* Input *
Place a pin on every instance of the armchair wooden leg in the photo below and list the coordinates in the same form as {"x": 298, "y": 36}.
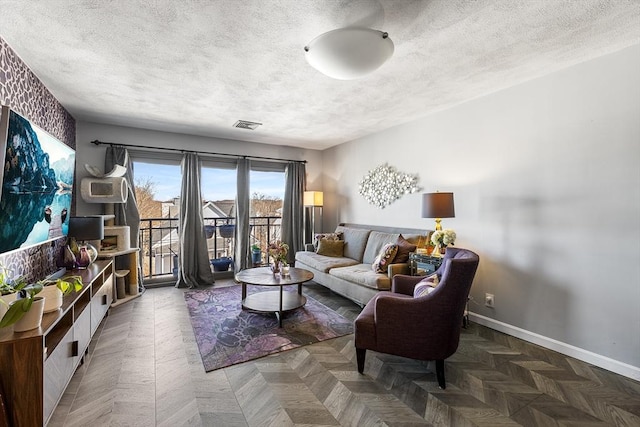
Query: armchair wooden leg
{"x": 360, "y": 354}
{"x": 440, "y": 373}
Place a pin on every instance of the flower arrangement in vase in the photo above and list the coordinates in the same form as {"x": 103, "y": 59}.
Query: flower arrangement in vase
{"x": 278, "y": 251}
{"x": 441, "y": 239}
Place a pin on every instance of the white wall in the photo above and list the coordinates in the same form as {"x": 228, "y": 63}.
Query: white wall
{"x": 94, "y": 155}
{"x": 546, "y": 177}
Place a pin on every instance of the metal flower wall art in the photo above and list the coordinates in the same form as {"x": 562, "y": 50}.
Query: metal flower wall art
{"x": 384, "y": 185}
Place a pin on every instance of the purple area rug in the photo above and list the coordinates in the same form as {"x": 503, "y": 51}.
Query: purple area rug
{"x": 227, "y": 335}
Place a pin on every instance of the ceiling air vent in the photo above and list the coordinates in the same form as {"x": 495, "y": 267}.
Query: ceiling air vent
{"x": 244, "y": 124}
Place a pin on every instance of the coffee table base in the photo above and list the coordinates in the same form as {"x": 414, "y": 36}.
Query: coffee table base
{"x": 278, "y": 302}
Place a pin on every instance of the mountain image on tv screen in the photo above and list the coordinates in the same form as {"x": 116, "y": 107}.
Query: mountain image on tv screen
{"x": 37, "y": 183}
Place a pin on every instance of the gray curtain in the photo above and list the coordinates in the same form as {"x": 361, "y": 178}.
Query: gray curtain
{"x": 292, "y": 210}
{"x": 243, "y": 228}
{"x": 126, "y": 213}
{"x": 193, "y": 260}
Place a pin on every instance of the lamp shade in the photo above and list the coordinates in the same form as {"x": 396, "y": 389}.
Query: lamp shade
{"x": 349, "y": 53}
{"x": 438, "y": 205}
{"x": 85, "y": 228}
{"x": 313, "y": 198}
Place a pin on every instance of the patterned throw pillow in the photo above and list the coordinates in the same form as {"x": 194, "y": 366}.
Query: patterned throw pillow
{"x": 404, "y": 248}
{"x": 327, "y": 236}
{"x": 333, "y": 248}
{"x": 384, "y": 258}
{"x": 425, "y": 286}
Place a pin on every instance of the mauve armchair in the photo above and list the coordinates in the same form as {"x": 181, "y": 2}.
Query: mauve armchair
{"x": 422, "y": 328}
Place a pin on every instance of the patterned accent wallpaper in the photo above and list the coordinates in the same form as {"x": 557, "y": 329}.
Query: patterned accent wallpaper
{"x": 21, "y": 90}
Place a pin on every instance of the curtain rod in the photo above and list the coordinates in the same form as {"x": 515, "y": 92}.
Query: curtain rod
{"x": 179, "y": 150}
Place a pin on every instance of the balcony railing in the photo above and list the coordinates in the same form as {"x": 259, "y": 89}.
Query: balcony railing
{"x": 160, "y": 240}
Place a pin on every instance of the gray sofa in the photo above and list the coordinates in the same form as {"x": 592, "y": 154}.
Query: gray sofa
{"x": 352, "y": 275}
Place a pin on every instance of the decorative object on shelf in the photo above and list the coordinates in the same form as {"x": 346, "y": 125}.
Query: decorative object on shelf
{"x": 54, "y": 289}
{"x": 441, "y": 239}
{"x": 221, "y": 264}
{"x": 67, "y": 258}
{"x": 313, "y": 200}
{"x": 256, "y": 255}
{"x": 438, "y": 205}
{"x": 23, "y": 302}
{"x": 117, "y": 238}
{"x": 384, "y": 185}
{"x": 85, "y": 229}
{"x": 278, "y": 252}
{"x": 349, "y": 53}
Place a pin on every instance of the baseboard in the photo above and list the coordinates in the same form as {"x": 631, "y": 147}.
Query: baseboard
{"x": 612, "y": 365}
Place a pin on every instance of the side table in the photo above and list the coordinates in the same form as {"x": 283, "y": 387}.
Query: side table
{"x": 423, "y": 264}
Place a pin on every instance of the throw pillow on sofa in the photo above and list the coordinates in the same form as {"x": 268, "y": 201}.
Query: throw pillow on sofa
{"x": 384, "y": 258}
{"x": 404, "y": 249}
{"x": 325, "y": 236}
{"x": 425, "y": 286}
{"x": 332, "y": 248}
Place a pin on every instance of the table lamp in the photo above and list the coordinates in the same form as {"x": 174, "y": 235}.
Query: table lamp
{"x": 84, "y": 229}
{"x": 438, "y": 206}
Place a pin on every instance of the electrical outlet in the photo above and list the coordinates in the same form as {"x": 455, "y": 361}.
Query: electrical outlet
{"x": 489, "y": 300}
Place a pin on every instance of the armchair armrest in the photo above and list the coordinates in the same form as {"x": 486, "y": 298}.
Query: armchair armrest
{"x": 393, "y": 269}
{"x": 403, "y": 284}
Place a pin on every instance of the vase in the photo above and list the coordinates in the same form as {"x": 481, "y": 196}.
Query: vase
{"x": 437, "y": 251}
{"x": 256, "y": 256}
{"x": 284, "y": 270}
{"x": 4, "y": 306}
{"x": 275, "y": 267}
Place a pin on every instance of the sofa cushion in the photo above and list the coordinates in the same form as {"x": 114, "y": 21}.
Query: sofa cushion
{"x": 384, "y": 258}
{"x": 363, "y": 275}
{"x": 355, "y": 240}
{"x": 322, "y": 236}
{"x": 404, "y": 248}
{"x": 334, "y": 248}
{"x": 321, "y": 262}
{"x": 376, "y": 241}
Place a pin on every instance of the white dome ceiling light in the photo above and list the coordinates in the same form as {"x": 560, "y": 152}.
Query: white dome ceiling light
{"x": 349, "y": 53}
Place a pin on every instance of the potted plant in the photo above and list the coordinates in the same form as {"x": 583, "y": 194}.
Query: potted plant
{"x": 55, "y": 289}
{"x": 25, "y": 312}
{"x": 256, "y": 254}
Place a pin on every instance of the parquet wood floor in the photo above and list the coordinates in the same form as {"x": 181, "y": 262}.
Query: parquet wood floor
{"x": 144, "y": 369}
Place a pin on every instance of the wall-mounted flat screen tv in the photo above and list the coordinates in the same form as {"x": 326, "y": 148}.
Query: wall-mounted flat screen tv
{"x": 36, "y": 184}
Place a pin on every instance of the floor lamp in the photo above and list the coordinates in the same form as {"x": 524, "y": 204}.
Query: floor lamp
{"x": 313, "y": 200}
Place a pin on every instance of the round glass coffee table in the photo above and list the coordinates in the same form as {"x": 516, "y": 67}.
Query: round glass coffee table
{"x": 278, "y": 302}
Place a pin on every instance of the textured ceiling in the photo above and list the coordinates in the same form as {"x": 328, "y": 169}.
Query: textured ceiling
{"x": 196, "y": 67}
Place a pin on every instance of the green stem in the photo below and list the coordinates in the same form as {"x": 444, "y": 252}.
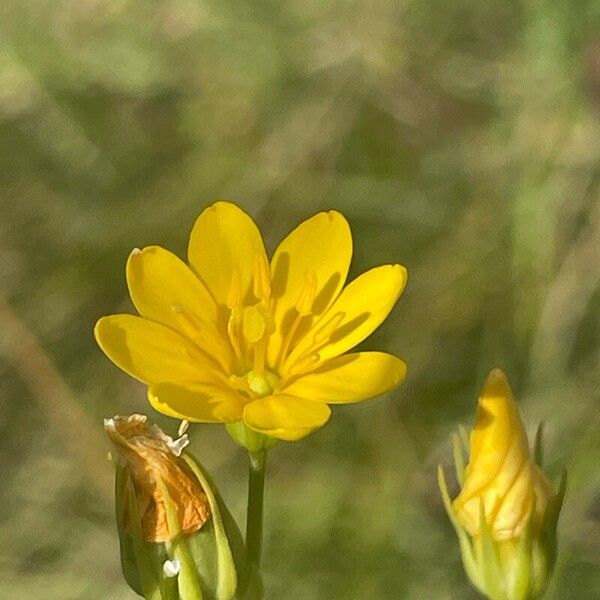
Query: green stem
{"x": 254, "y": 515}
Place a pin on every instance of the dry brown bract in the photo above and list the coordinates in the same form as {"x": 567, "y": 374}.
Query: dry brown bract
{"x": 152, "y": 456}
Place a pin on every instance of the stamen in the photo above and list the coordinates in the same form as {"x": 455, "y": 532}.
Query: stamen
{"x": 183, "y": 427}
{"x": 253, "y": 324}
{"x": 177, "y": 446}
{"x": 320, "y": 339}
{"x": 171, "y": 568}
{"x": 262, "y": 280}
{"x": 260, "y": 354}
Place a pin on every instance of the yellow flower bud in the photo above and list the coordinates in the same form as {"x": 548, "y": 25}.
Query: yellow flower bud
{"x": 506, "y": 512}
{"x": 501, "y": 473}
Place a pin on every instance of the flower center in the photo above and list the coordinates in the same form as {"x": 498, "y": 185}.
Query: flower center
{"x": 251, "y": 323}
{"x": 262, "y": 385}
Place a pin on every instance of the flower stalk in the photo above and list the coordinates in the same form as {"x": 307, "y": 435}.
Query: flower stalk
{"x": 254, "y": 516}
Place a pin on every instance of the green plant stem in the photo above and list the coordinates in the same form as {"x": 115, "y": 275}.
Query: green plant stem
{"x": 254, "y": 515}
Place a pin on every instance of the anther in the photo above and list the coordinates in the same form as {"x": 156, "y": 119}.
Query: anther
{"x": 183, "y": 427}
{"x": 171, "y": 568}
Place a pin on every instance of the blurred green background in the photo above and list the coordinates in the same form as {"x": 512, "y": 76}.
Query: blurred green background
{"x": 460, "y": 138}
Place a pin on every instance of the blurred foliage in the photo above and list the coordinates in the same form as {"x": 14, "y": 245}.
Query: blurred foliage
{"x": 461, "y": 139}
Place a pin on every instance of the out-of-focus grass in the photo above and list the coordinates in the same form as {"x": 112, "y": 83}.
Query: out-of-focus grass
{"x": 460, "y": 139}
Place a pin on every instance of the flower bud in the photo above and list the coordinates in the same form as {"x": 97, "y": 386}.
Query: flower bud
{"x": 506, "y": 512}
{"x": 177, "y": 539}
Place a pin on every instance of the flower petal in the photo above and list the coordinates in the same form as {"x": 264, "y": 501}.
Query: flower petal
{"x": 225, "y": 244}
{"x": 286, "y": 417}
{"x": 151, "y": 352}
{"x": 164, "y": 289}
{"x": 196, "y": 402}
{"x": 350, "y": 378}
{"x": 320, "y": 246}
{"x": 358, "y": 311}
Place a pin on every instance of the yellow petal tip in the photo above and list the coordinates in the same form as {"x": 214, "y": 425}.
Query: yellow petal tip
{"x": 496, "y": 385}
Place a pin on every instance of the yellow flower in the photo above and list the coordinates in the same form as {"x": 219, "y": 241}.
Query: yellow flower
{"x": 234, "y": 337}
{"x": 501, "y": 474}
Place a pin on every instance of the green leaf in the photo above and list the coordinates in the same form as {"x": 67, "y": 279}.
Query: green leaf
{"x": 187, "y": 579}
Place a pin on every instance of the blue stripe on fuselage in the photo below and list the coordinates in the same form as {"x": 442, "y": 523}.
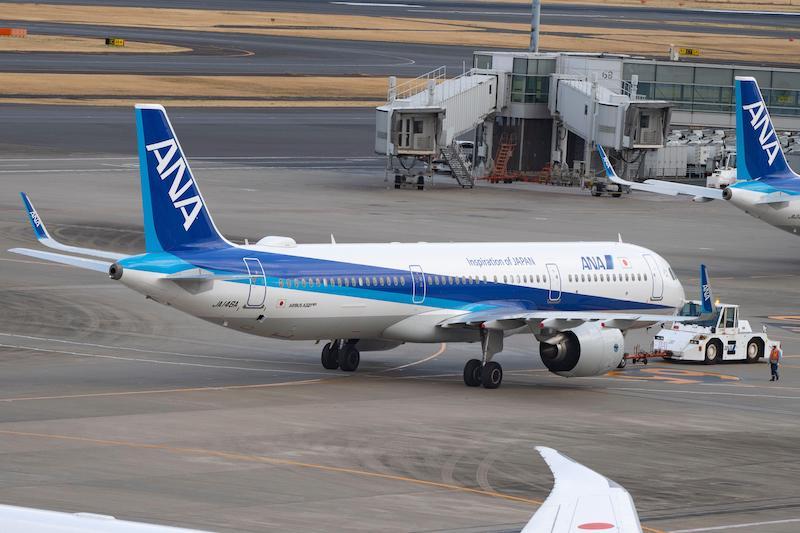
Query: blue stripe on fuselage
{"x": 449, "y": 296}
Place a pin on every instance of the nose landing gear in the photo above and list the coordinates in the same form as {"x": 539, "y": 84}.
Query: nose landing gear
{"x": 341, "y": 354}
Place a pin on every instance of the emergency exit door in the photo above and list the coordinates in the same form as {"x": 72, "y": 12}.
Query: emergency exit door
{"x": 258, "y": 283}
{"x": 418, "y": 288}
{"x": 554, "y": 277}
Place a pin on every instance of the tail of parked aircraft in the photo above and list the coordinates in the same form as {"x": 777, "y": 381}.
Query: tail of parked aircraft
{"x": 759, "y": 154}
{"x": 175, "y": 214}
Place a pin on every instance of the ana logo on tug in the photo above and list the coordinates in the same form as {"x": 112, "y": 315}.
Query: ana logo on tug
{"x": 36, "y": 220}
{"x": 759, "y": 120}
{"x": 597, "y": 262}
{"x": 165, "y": 151}
{"x": 706, "y": 292}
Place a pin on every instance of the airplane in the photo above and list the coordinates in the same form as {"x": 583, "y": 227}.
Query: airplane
{"x": 576, "y": 298}
{"x": 15, "y": 519}
{"x": 582, "y": 500}
{"x": 766, "y": 187}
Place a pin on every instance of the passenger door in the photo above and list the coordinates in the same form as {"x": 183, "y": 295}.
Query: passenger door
{"x": 554, "y": 295}
{"x": 655, "y": 275}
{"x": 418, "y": 288}
{"x": 258, "y": 283}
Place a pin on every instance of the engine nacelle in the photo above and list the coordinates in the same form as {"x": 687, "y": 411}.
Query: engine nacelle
{"x": 587, "y": 350}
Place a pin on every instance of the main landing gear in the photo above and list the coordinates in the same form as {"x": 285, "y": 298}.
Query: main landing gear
{"x": 486, "y": 372}
{"x": 341, "y": 354}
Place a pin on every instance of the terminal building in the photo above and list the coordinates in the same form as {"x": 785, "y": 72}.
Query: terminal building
{"x": 524, "y": 113}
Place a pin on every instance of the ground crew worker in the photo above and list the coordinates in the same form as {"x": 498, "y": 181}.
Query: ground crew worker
{"x": 775, "y": 356}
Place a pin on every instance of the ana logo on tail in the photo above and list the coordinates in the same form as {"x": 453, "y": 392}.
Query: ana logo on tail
{"x": 759, "y": 120}
{"x": 36, "y": 220}
{"x": 165, "y": 151}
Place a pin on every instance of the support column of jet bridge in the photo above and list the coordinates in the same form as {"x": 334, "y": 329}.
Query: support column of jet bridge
{"x": 421, "y": 127}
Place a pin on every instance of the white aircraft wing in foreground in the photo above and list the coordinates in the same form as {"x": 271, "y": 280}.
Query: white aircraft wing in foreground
{"x": 582, "y": 500}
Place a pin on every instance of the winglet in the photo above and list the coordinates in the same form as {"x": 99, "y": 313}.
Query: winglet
{"x": 33, "y": 216}
{"x": 582, "y": 499}
{"x": 45, "y": 239}
{"x": 706, "y": 297}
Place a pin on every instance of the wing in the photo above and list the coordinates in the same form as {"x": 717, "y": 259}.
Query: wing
{"x": 513, "y": 318}
{"x": 17, "y": 519}
{"x": 43, "y": 236}
{"x": 582, "y": 500}
{"x": 658, "y": 186}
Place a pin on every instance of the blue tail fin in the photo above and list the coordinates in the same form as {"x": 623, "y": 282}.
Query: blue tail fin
{"x": 758, "y": 150}
{"x": 175, "y": 214}
{"x": 707, "y": 307}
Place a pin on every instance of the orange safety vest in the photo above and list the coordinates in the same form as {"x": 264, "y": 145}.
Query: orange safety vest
{"x": 774, "y": 355}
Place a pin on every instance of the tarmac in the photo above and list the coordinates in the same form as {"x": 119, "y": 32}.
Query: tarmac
{"x": 113, "y": 404}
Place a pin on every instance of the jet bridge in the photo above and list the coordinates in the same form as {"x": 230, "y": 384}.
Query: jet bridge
{"x": 610, "y": 114}
{"x": 423, "y": 117}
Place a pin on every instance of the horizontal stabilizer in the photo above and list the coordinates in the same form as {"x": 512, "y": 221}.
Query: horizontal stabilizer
{"x": 80, "y": 262}
{"x": 200, "y": 274}
{"x": 44, "y": 237}
{"x": 777, "y": 197}
{"x": 582, "y": 500}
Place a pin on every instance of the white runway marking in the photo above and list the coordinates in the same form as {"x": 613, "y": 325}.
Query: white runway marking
{"x": 140, "y": 350}
{"x": 708, "y": 393}
{"x": 735, "y": 526}
{"x": 153, "y": 361}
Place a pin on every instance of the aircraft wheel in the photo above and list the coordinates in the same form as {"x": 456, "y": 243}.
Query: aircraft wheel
{"x": 472, "y": 373}
{"x": 330, "y": 356}
{"x": 713, "y": 352}
{"x": 755, "y": 350}
{"x": 349, "y": 358}
{"x": 491, "y": 375}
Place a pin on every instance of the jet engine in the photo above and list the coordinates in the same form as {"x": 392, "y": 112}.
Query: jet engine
{"x": 587, "y": 350}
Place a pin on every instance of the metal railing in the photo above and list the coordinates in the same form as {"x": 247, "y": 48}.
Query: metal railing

* Problem *
Give the entries as a numbered list, leaving out blank lines, starting with the line that contains "Place a pin on every instance of the horizontal" and going on through the end of the entries.

* Task output *
1. Place a pin on every instance of the horizontal stabilizer in the photo above and list the coordinates in the same form as {"x": 512, "y": 221}.
2. Query: horizontal stabilizer
3. {"x": 80, "y": 262}
4. {"x": 200, "y": 274}
5. {"x": 44, "y": 237}
6. {"x": 777, "y": 197}
7. {"x": 582, "y": 500}
8. Place a pin on every instance of the white runway marking in the photo above and list the coordinates in the same form as {"x": 613, "y": 325}.
9. Query: white runway marking
10. {"x": 140, "y": 350}
11. {"x": 708, "y": 393}
12. {"x": 735, "y": 526}
13. {"x": 153, "y": 361}
14. Place a pin on every instance of the aircraft wheel in the photo above and list the coordinates in the same form as {"x": 456, "y": 243}.
15. Query: aircraft wheel
16. {"x": 472, "y": 373}
17. {"x": 330, "y": 356}
18. {"x": 713, "y": 352}
19. {"x": 755, "y": 350}
20. {"x": 349, "y": 358}
21. {"x": 491, "y": 375}
22. Place a pin on every instance of the jet engine in the photo above and list the coordinates in the same form as {"x": 392, "y": 112}.
23. Query: jet engine
24. {"x": 587, "y": 350}
25. Place a pin on every instance of the metal railing in the photo above and list the coordinates in the same form as {"x": 247, "y": 48}.
26. Query: metal railing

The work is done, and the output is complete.